MATERIAL FOR THIS TASK »
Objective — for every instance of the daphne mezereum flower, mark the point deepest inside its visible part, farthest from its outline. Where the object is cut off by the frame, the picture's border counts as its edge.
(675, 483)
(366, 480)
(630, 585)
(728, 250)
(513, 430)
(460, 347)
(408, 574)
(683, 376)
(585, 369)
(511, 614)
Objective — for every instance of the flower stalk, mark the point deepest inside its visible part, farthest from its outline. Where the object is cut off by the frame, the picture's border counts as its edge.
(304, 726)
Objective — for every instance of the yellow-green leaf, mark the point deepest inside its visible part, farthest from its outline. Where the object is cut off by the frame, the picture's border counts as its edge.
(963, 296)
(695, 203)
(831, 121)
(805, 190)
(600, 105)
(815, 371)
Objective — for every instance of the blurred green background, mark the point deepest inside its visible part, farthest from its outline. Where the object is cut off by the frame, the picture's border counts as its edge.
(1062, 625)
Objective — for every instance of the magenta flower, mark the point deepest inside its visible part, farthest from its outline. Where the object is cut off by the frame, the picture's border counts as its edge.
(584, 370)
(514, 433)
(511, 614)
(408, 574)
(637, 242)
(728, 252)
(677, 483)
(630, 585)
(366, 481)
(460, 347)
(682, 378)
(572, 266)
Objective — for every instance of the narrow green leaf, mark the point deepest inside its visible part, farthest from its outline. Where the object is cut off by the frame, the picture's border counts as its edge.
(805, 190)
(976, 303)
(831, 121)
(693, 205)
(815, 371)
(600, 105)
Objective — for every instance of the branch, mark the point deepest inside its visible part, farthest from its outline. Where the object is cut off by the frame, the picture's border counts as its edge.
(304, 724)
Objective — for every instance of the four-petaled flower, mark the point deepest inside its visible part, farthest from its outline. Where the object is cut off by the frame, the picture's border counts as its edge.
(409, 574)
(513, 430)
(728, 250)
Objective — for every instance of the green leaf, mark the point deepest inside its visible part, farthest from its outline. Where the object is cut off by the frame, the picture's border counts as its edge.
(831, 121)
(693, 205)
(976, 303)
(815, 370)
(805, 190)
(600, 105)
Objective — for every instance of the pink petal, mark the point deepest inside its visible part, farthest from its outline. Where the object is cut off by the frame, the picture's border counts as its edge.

WHAT IS REQUIRED »
Please quote nothing but the lines from the line with "Objective — for every instance of the four-petaled" through the end of the data above, exactly as written, ends included.

OUTPUT OF THE EXERCISE »
Objective — for every instance of the four-petaled flower, mark the point deepest inside its visible part, farthest from its outline. Where the object is cut off by the frame, the picture's border counts as its edge.
(409, 574)
(513, 430)
(728, 250)
Objective — for every instance of the green leaf, mark the point deepest inside its visible part, farthest from its outline. Where the object is cut off by the frame, the picture's border counts as its edge.
(831, 121)
(693, 205)
(976, 303)
(815, 370)
(805, 190)
(600, 105)
Objective — for every instance of the pink petal, mark the point deepest inside its visible part, farthest from its outline. Where the object is cut off by the frame, the picture's border counts as its edge.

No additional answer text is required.